▶

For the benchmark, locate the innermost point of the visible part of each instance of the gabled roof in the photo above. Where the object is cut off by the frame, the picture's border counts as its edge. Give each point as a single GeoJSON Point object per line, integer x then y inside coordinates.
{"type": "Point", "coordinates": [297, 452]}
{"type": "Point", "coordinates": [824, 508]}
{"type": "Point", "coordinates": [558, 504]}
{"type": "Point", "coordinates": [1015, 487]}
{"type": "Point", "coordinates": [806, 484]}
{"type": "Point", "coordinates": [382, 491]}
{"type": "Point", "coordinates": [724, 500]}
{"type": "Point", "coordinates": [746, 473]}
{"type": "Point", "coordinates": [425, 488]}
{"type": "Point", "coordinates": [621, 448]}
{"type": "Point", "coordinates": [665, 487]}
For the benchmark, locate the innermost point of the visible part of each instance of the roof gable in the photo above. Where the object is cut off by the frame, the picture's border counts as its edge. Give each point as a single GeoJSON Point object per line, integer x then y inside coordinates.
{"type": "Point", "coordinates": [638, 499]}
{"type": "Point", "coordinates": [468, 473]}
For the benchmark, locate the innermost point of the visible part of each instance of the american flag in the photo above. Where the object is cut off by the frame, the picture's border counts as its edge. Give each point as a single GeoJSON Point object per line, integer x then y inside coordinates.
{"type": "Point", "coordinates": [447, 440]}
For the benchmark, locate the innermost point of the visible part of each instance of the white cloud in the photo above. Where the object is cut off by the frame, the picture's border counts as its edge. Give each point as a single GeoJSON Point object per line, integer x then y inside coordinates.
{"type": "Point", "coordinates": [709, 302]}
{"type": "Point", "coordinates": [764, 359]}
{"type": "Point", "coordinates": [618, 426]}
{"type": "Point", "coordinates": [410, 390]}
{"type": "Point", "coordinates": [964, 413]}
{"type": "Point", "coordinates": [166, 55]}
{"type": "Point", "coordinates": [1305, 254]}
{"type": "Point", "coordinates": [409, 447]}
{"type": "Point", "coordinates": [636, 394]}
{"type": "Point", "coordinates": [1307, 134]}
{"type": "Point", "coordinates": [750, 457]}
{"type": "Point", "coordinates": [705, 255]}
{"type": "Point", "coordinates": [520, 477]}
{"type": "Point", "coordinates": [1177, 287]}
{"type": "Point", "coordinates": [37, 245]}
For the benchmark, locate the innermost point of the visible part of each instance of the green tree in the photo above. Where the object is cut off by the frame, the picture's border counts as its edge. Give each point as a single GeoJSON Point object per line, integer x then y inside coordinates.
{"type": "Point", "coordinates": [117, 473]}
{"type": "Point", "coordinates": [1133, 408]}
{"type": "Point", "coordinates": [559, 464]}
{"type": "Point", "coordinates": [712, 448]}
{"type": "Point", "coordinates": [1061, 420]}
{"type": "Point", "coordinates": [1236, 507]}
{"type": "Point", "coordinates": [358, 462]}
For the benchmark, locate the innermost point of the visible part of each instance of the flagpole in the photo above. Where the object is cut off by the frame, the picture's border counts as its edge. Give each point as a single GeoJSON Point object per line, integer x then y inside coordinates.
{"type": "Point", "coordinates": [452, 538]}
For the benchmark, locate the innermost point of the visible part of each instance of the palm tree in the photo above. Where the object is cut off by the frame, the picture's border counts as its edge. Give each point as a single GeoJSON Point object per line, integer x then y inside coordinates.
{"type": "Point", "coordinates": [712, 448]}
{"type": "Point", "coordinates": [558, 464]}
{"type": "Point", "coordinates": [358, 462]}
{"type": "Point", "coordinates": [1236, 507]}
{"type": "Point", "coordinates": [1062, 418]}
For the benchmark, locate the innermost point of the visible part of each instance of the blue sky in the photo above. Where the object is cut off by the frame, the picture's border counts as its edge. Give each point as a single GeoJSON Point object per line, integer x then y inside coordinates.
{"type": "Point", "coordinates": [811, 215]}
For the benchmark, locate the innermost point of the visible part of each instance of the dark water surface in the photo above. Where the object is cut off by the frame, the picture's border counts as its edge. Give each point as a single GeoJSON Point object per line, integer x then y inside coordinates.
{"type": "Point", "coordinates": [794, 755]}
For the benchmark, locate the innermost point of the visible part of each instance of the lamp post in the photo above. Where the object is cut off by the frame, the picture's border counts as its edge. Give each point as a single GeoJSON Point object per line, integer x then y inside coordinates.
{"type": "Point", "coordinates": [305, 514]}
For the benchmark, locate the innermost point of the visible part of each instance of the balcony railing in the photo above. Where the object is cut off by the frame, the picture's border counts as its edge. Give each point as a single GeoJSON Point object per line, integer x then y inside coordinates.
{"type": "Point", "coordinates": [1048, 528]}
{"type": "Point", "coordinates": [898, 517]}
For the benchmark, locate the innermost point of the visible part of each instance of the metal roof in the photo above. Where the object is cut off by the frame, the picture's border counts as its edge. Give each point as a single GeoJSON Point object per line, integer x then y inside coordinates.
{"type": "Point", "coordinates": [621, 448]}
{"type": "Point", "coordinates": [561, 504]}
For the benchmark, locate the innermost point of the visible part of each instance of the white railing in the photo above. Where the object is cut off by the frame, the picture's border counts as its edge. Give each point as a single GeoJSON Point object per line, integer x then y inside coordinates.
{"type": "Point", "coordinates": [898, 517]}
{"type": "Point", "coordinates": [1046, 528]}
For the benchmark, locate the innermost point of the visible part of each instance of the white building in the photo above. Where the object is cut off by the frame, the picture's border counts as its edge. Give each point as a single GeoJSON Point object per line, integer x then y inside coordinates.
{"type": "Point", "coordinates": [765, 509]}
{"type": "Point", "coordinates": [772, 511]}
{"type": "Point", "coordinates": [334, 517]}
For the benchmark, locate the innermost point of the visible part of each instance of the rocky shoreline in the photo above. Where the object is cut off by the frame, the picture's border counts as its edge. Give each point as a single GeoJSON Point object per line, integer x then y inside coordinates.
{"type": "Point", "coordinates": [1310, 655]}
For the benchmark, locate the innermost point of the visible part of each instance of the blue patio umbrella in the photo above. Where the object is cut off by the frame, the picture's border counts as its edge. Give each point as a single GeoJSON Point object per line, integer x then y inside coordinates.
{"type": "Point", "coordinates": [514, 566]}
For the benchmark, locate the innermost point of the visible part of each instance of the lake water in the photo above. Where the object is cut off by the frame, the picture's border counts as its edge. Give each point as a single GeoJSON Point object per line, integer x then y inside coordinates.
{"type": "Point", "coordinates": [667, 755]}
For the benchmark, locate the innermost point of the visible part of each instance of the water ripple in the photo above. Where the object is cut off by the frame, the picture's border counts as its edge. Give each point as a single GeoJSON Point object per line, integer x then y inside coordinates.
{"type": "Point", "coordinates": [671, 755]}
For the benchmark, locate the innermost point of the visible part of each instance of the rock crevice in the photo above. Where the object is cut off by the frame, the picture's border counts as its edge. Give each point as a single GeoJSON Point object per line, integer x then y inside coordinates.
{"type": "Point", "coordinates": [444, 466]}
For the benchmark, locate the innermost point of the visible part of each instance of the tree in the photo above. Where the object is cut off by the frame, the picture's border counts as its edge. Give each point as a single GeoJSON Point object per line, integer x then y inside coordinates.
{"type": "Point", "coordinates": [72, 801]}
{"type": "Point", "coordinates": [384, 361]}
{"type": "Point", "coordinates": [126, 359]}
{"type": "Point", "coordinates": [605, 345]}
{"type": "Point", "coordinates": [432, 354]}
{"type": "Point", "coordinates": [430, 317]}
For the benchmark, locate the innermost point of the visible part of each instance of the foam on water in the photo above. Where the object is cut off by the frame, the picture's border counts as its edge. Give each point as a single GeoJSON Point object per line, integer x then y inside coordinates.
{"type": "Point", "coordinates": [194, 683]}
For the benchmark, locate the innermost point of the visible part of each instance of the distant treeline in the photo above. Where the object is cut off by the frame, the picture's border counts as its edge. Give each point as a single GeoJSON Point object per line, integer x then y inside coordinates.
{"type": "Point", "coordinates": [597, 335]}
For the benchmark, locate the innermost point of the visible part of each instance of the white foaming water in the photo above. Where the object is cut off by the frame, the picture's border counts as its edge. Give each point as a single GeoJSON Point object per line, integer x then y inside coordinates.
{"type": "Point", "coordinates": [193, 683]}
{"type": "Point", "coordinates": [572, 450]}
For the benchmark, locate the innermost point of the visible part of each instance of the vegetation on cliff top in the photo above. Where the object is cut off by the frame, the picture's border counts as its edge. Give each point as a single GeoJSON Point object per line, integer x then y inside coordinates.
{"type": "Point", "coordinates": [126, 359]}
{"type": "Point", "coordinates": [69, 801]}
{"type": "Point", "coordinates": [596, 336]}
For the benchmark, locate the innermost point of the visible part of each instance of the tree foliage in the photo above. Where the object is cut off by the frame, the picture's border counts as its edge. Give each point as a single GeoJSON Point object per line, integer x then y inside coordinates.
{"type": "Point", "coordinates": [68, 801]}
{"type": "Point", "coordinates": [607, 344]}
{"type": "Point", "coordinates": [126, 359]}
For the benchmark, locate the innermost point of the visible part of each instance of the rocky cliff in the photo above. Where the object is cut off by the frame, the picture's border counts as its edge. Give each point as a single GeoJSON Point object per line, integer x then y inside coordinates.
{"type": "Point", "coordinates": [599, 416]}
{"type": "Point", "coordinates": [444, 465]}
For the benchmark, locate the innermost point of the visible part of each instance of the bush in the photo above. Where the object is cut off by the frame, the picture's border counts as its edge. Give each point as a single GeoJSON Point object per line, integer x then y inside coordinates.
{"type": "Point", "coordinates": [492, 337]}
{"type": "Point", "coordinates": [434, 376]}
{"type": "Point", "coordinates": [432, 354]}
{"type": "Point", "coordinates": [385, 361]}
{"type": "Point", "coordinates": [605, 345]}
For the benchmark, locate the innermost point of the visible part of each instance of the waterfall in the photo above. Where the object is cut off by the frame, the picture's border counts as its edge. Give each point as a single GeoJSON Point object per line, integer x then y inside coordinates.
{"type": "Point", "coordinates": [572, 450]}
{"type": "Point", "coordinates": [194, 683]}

◀

Output the line that contains "of the bush", followed by every later line in the listing, with no line omitted and none added.

For the benchmark, locate the innermost point of the visible part of each instance of the bush in the photo above. Where the object is cut off by the frame, the picture's border counts as its edge. Give each point as a single GeoJSON Point object per line, integer x then y inside coordinates.
{"type": "Point", "coordinates": [492, 337]}
{"type": "Point", "coordinates": [434, 376]}
{"type": "Point", "coordinates": [432, 354]}
{"type": "Point", "coordinates": [385, 361]}
{"type": "Point", "coordinates": [605, 345]}
For the benchmark, locate the innermost point of the visible part of each instance of the waterfall in the photo above. Where the object is cut off by the frame, the picture's border counts as its edge. Give each point as a single GeoJSON Point object per line, integer x then y inside coordinates.
{"type": "Point", "coordinates": [572, 450]}
{"type": "Point", "coordinates": [194, 683]}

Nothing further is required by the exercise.